• What the task asks:
Rewrite all the entries below, changing every "Tag" to "Mark" and keeping everything else the same. Leave the pictures out.

• Stored data:
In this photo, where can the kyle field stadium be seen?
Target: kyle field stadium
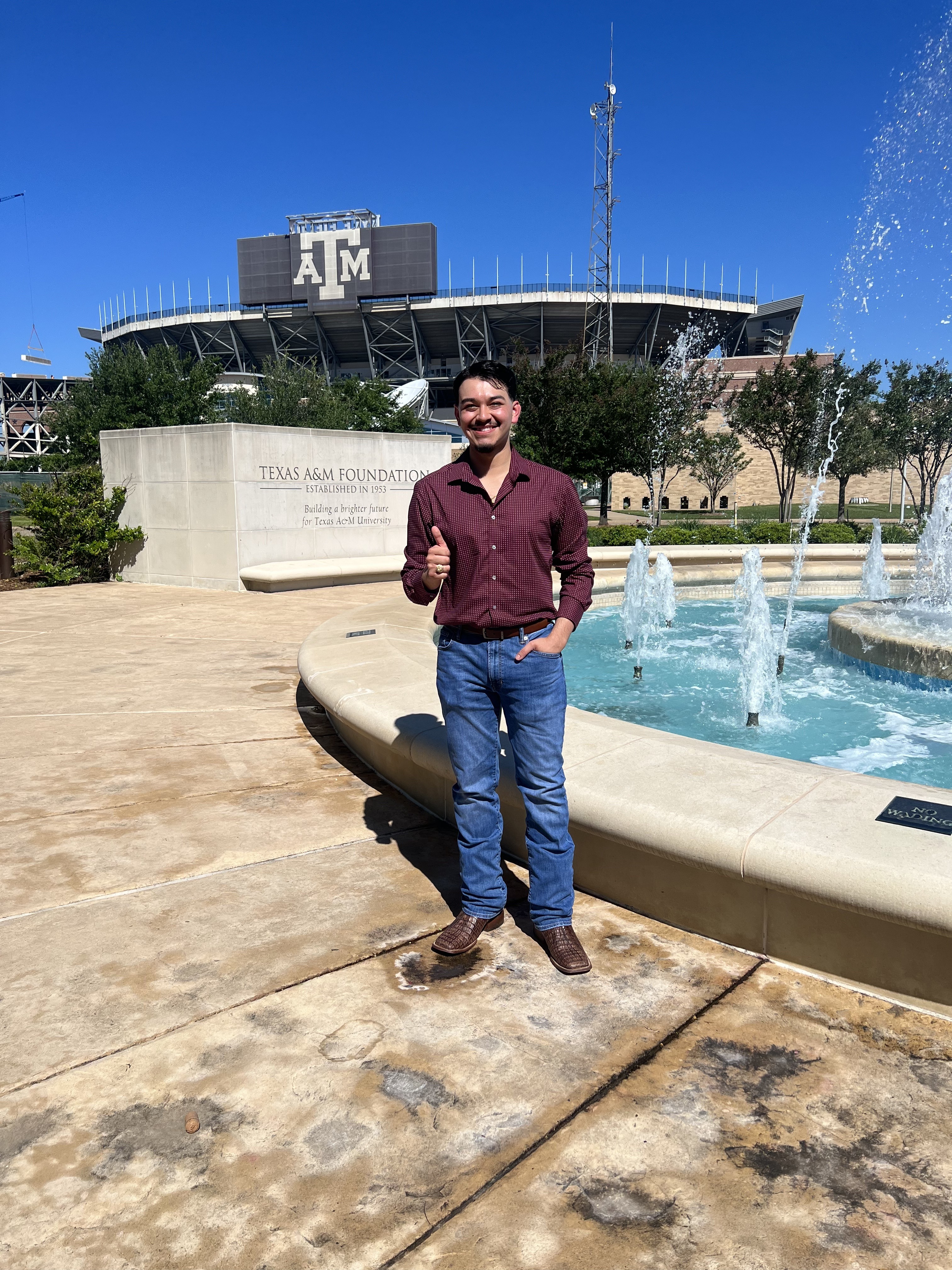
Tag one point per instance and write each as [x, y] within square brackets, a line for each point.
[360, 299]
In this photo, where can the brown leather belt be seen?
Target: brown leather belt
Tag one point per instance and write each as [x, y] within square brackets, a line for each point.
[506, 632]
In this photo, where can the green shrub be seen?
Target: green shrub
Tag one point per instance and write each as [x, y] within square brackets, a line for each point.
[719, 534]
[76, 534]
[767, 531]
[832, 531]
[673, 536]
[890, 534]
[616, 536]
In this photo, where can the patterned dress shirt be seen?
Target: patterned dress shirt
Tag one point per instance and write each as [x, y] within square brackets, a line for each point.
[501, 554]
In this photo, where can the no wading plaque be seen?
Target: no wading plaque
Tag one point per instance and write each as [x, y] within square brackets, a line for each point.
[917, 815]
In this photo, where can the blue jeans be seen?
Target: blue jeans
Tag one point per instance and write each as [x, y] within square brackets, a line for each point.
[477, 679]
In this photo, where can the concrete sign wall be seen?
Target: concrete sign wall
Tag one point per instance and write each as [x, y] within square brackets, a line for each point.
[216, 498]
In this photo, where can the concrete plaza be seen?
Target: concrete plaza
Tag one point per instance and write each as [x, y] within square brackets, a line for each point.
[210, 908]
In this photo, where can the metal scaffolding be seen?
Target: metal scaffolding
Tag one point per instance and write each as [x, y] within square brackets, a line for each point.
[27, 412]
[598, 340]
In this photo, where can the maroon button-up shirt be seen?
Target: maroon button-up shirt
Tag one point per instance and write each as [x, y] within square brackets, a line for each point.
[501, 554]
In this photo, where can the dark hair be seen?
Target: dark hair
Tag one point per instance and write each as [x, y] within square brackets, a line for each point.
[493, 373]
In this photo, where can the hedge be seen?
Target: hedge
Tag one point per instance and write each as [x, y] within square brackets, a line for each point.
[725, 535]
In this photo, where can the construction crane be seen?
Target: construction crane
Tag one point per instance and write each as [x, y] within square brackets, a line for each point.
[31, 355]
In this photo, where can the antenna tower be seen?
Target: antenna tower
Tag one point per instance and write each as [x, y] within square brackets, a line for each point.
[598, 335]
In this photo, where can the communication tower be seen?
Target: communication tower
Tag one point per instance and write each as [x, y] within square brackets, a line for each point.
[598, 335]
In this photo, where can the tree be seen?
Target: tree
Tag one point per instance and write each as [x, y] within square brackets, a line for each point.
[130, 389]
[917, 413]
[860, 436]
[76, 534]
[586, 421]
[717, 460]
[777, 412]
[296, 395]
[685, 397]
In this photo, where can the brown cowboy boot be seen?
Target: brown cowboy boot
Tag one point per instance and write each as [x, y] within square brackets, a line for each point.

• Answer to the exercise:
In this photo, where can the kyle field stadium be seen?
Target: kyle field stadium
Mark one point per instance and write each as [x, y] within square brackets, a line for each point.
[360, 299]
In this photo, where can the brown leather belt be seen?
Target: brown leather belt
Mark one point per instance and write each as [x, y] within square brackets, a line for each point.
[506, 632]
In this photo, where can the green shrub be seen?
Target: green shrub
Mark one point per instance and write each as [x, y] within square brackets, a line for each point.
[719, 534]
[76, 534]
[767, 531]
[832, 531]
[673, 536]
[890, 534]
[616, 536]
In this photo, where can the patterned dress shirt be seen?
Target: patterned dress shirt
Mark one point per instance and write each as [x, y] within square brackets, a line for each point.
[501, 554]
In this photo, where can the no wading plaque be seen?
Target: no wading plaque
Mark one point per instance and write each as [x, y] within square brackets, a line for each point.
[917, 815]
In this photo, where can the blue jeans be seen?
Target: blue jeans
Mark one point per instance and write each as [x, y] within square brackets, a line for each point.
[477, 679]
In this photo, where can the concrete sign wall be seen?
Target: concrete sign wall
Mark one point per instance and write each as [x, y] within square brackets, a line for each point.
[216, 498]
In this photo, where can the concrete plaza be seen?
Target: concrete plaza
Mark one point per instance and write each as [x, y] within square brackets, a line for each point.
[210, 908]
In this photo, where can the metal scaffolding be seen?
Target: metal scaffolding
Mark one point per instance and write each as [x, y] within square brackets, a line for each point.
[27, 412]
[598, 340]
In this photo, where can the maroon button-up shirt be seen?
Target: maroon button-up shirt
Mark one point per instance and write each as [x, y] within square brackets, a line for each point.
[501, 554]
In this photo, where can the dark hair be seen?
Target: dark hair
Mark one point per instance and write each as [x, y] within square brackets, a line for each point.
[493, 373]
In this photo, where can the hedge be seen?
Target: hedge
Mark one point per instance and write each as [x, y] within square brackets, a line for each point.
[725, 535]
In this photo, where can the construction crane be seen?
Target: construction crane
Mark one point per instance and write each as [x, y] within square brackets, a line for each point.
[31, 355]
In this photo, where can the antenna tower be seen?
Target: antenna tower
Mark one point per instance and write each as [x, y] within square brackets, a line for each point.
[598, 335]
In this photo, where can the communication tower be seen?
Target: communication tower
Mark one point per instance and write each as [x, y] within square brackets, a line for each point.
[598, 335]
In this photo, where can the tree be seen?
Target: tree
Mark one point per instance and write each as [x, y] within square brackets, a line for each point.
[130, 389]
[917, 413]
[860, 436]
[76, 534]
[586, 421]
[717, 460]
[777, 412]
[296, 395]
[685, 397]
In this photo, where can the brown cowboy boot be seen?
Target: brown cowboy boot
Mark one point per instance and write each as [x, y] within square brackets, a line for each point.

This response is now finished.